[Records of labeled points]
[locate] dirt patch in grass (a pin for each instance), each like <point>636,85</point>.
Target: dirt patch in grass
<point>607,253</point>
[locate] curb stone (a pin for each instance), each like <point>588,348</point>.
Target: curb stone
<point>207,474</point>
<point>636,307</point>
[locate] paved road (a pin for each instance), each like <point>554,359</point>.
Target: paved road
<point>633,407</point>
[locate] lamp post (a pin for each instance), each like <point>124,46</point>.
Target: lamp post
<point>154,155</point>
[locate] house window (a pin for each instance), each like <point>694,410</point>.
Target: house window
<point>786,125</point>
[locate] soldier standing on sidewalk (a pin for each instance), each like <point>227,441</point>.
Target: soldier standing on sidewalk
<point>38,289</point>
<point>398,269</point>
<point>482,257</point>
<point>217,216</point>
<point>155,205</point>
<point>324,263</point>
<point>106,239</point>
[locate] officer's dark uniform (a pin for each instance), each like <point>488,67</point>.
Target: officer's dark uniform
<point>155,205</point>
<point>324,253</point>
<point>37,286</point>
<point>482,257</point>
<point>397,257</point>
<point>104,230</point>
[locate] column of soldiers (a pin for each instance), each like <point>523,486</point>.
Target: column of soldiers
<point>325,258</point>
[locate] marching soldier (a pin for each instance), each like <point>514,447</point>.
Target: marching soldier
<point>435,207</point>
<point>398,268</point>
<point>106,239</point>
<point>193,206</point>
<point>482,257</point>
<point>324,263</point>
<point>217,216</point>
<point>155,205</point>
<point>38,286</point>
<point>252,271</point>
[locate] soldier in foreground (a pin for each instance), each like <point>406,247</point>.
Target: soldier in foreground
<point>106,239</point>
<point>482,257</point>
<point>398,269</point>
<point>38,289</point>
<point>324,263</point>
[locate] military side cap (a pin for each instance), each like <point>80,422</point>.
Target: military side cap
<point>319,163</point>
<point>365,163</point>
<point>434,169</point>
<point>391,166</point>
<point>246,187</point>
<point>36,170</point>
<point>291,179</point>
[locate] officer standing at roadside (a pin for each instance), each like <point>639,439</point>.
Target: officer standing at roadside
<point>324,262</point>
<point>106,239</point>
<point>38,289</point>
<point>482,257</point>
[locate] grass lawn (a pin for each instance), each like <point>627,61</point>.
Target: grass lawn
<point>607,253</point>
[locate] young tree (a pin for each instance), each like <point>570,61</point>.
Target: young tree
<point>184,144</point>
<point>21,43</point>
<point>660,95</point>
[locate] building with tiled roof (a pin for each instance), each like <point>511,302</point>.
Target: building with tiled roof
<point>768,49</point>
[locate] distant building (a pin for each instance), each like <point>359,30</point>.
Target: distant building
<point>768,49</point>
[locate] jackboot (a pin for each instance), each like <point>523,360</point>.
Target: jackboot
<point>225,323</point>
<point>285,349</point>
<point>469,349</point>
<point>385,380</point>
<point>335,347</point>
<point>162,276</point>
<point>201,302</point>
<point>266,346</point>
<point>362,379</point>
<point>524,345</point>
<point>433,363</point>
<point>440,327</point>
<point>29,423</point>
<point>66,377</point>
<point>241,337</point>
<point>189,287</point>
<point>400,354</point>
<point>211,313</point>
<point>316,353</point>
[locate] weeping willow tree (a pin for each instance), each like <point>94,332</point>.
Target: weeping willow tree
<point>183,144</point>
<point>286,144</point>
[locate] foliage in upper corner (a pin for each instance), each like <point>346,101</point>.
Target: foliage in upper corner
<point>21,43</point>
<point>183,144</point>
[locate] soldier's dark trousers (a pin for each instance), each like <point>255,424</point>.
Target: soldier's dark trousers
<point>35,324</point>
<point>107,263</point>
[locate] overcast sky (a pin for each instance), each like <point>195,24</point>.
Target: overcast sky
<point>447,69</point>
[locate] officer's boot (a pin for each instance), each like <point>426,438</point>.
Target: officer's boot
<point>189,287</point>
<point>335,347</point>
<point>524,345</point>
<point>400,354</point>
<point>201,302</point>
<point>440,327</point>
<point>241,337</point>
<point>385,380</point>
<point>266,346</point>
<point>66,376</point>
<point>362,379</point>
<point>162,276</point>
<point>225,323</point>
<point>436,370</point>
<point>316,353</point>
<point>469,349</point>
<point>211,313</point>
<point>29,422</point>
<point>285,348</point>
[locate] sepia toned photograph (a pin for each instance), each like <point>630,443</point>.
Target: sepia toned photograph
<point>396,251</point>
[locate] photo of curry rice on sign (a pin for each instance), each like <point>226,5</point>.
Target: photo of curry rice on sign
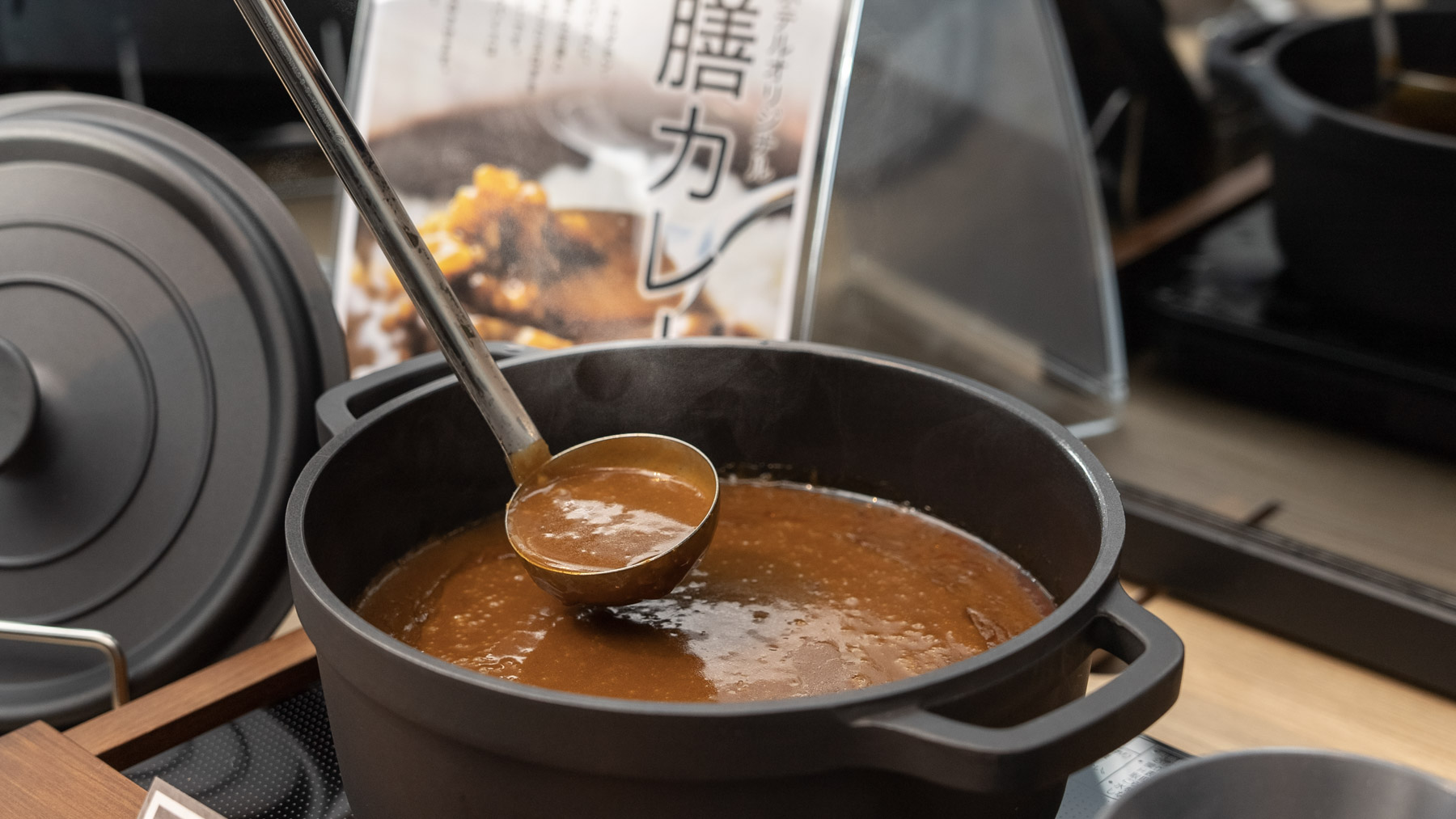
<point>727,407</point>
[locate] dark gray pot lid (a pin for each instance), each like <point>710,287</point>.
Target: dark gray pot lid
<point>165,333</point>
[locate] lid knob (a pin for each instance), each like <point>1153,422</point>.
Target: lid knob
<point>18,400</point>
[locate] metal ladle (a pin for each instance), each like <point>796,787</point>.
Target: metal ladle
<point>1408,96</point>
<point>405,249</point>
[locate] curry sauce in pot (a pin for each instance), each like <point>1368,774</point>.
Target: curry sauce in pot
<point>804,591</point>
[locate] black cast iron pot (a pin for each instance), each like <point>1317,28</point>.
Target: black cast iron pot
<point>999,732</point>
<point>1365,209</point>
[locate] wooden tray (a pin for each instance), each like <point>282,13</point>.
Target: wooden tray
<point>76,775</point>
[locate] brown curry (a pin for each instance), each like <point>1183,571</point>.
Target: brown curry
<point>804,591</point>
<point>603,518</point>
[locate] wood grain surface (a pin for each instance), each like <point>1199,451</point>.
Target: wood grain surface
<point>1245,688</point>
<point>44,775</point>
<point>200,702</point>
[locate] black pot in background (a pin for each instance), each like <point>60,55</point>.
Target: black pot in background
<point>1365,209</point>
<point>418,737</point>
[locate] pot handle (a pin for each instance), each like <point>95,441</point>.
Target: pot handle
<point>349,400</point>
<point>1237,58</point>
<point>1052,746</point>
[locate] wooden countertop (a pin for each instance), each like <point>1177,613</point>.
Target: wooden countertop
<point>1246,688</point>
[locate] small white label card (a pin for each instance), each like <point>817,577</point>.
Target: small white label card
<point>167,802</point>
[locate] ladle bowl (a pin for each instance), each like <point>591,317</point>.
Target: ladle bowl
<point>651,578</point>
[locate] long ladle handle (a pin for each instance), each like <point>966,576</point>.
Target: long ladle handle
<point>349,153</point>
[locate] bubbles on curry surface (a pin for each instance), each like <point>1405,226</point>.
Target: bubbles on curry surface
<point>802,593</point>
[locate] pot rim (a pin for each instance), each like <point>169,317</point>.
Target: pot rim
<point>1353,120</point>
<point>1048,633</point>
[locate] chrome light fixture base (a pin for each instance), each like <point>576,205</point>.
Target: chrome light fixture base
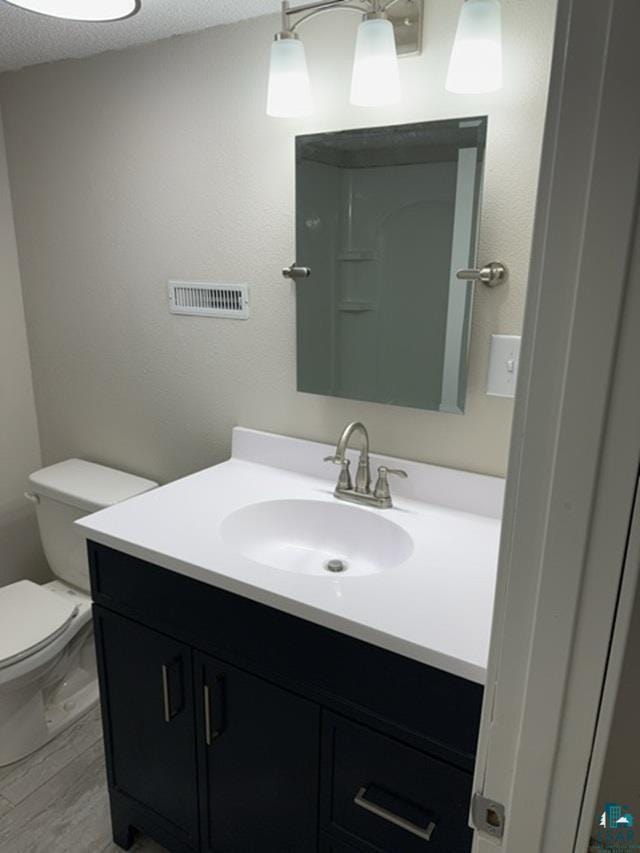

### [What to produce]
Rewrite all of the entries with "Target" renamed to "Object" and everything else left unchanged. Omit the pictures from your answer.

### [Full output]
[locate] dirt patch in grass (a pin for each instance), each like <point>636,85</point>.
Object: dirt patch in grass
<point>607,253</point>
[locate] curb stone (a pin for each instance), each like <point>588,348</point>.
Object: curb stone
<point>207,474</point>
<point>636,307</point>
[locate] paved road (a pin for each instance), each like <point>554,359</point>.
Object: paved road
<point>633,407</point>
[locate] lamp post (a pin for each instance), each like <point>124,46</point>.
Object: lamp post
<point>154,155</point>
[locate] house window (a pin for each instance), each like <point>694,410</point>.
Object: house window
<point>786,125</point>
[locate] soldier standing on sidewalk (a pin for each instance), each like <point>227,441</point>.
Object: soldier standing on sidewalk
<point>38,289</point>
<point>398,269</point>
<point>482,257</point>
<point>217,216</point>
<point>155,205</point>
<point>324,263</point>
<point>106,239</point>
[locate] officer's dark uniform (a pin for each instance), each like <point>488,67</point>.
Object: officer's dark uniform
<point>155,205</point>
<point>324,253</point>
<point>37,286</point>
<point>482,257</point>
<point>397,257</point>
<point>104,230</point>
[locate] column of soldiers (a pin for each instance), each like <point>523,486</point>.
Object: column of soldiers
<point>325,258</point>
[locate] marching soldier (a pin for each instance), each like <point>514,447</point>.
Object: marching soldier
<point>435,207</point>
<point>398,268</point>
<point>106,239</point>
<point>193,206</point>
<point>482,257</point>
<point>324,263</point>
<point>217,216</point>
<point>155,205</point>
<point>38,286</point>
<point>252,271</point>
[locate] soldier in foreground (a pin for each instance), each like <point>406,247</point>.
Object: soldier in foreground
<point>106,239</point>
<point>482,257</point>
<point>398,269</point>
<point>38,289</point>
<point>324,263</point>
[locate] military side cap (a pin for each instance), each like <point>80,422</point>.
Object: military side cap
<point>319,163</point>
<point>365,163</point>
<point>434,169</point>
<point>391,166</point>
<point>246,187</point>
<point>36,170</point>
<point>291,179</point>
[locate] officer standing at roadside (a pin for each instance), each like <point>639,439</point>.
Object: officer standing at roadside
<point>324,262</point>
<point>106,239</point>
<point>38,289</point>
<point>482,257</point>
[locate] grass lawn (a pin for each instance), each like <point>627,61</point>.
Object: grass lawn
<point>607,253</point>
[locate] young tree (a pin for each instance), each like <point>570,61</point>.
Object: young tree
<point>184,144</point>
<point>21,43</point>
<point>660,95</point>
[locate] building with tiled roof (a pin for each instance), each like <point>511,302</point>.
Object: building with tiled roof
<point>768,49</point>
[locate] distant building (a pin for each instance), each like <point>359,30</point>.
Object: distant building
<point>768,49</point>
[locate] jackboot (a pin for each instance), each like <point>523,360</point>.
Object: jackboot
<point>225,323</point>
<point>285,349</point>
<point>469,349</point>
<point>385,380</point>
<point>335,347</point>
<point>162,276</point>
<point>201,302</point>
<point>266,346</point>
<point>362,379</point>
<point>524,345</point>
<point>433,363</point>
<point>440,327</point>
<point>29,423</point>
<point>66,377</point>
<point>241,337</point>
<point>189,287</point>
<point>400,354</point>
<point>211,313</point>
<point>316,353</point>
[locate] weeping willow tree (a pin for each instance), each like <point>94,332</point>.
Object: weeping willow tree
<point>183,144</point>
<point>286,144</point>
[locate] foliage in upper corner (a pin for each instance), each like <point>346,101</point>.
Object: foliage in upper corner
<point>21,43</point>
<point>183,144</point>
[locate] soldier's dark trousers (a pin for each instance), each like <point>255,424</point>.
Object: soldier's dark trousers
<point>35,324</point>
<point>107,263</point>
[locate] overcast sky (a pin for each instance), each like <point>195,24</point>.
Object: overcast sky
<point>447,69</point>
[locate] officer's boot (a pin for each instance), each like <point>426,438</point>.
Object: officer's boot
<point>189,287</point>
<point>335,347</point>
<point>524,345</point>
<point>400,354</point>
<point>201,302</point>
<point>440,327</point>
<point>241,337</point>
<point>385,380</point>
<point>266,346</point>
<point>66,376</point>
<point>362,379</point>
<point>162,276</point>
<point>225,323</point>
<point>436,370</point>
<point>316,353</point>
<point>469,349</point>
<point>211,313</point>
<point>29,422</point>
<point>285,348</point>
[locate] sepia toned photograph (a pin for each instance), each like <point>630,443</point>.
Object: sepia toned photograph
<point>396,251</point>
[locate] photo of curry rice on sign (a pin for each instance), each like <point>226,5</point>.
Object: photo of curry rice on sign
<point>727,407</point>
[locate] dark gray pot lid (a pin for each instance), each like <point>710,287</point>.
Object: dark gray pot lid
<point>165,333</point>
[locate] lid knob (a pin for each instance), each like <point>1153,422</point>.
Object: lid knob
<point>18,400</point>
[locate] metal ladle (a pin for each instance), each like <point>796,787</point>.
Object: metal ladle
<point>1408,96</point>
<point>405,249</point>
[locate] curry sauce in pot (a pin for each instance), each like <point>1368,774</point>.
Object: curry sauce in pot
<point>804,591</point>
[locate] black cast iron pot (a pin for each instance), each like <point>1317,28</point>.
Object: black cast iron pot
<point>999,732</point>
<point>1365,209</point>
[locate] wooden tray (a pin for each instance), each like <point>282,13</point>.
Object: wooden tray
<point>76,775</point>
[locate] brown curry (a pin for each instance), each like <point>1183,571</point>.
Object: brown curry
<point>804,591</point>
<point>603,518</point>
[locate] wood grain surface (a pin for each instance), each like <point>1199,451</point>.
Object: wood grain surface
<point>1245,688</point>
<point>44,775</point>
<point>200,702</point>
[locate] black pot in background (a pin for each instance), each like <point>60,55</point>.
Object: black pot in background
<point>1365,209</point>
<point>418,737</point>
[locate] pot handle (a pin for each instance), each like <point>95,441</point>.
Object: pot handle
<point>349,400</point>
<point>1237,58</point>
<point>1052,746</point>
[locate] wooden countertop (a pin for each instance), each like <point>1177,613</point>.
Object: wooden countertop
<point>1246,688</point>
[locate] small white label card (a pin for each instance), each like <point>817,577</point>.
Object: small white label card
<point>167,802</point>
[locate] ladle bowl (a pin for each instance), each like <point>591,317</point>.
Object: ladle bowl
<point>651,578</point>
[locate] long ladle handle (a pin for each instance), each like <point>966,576</point>.
Object: long ladle handle
<point>349,153</point>
[locate] bubbles on curry surface (a pin for each instance), each like <point>1405,226</point>.
Object: bubbles on curry surface
<point>802,593</point>
[locate] pot rim (a pin for each instance), each like <point>169,317</point>.
Object: pot rim
<point>1353,120</point>
<point>1048,633</point>
[locate] chrome light fixture base (a pin for each instance), each like <point>576,205</point>.
Object: chrome light fixture base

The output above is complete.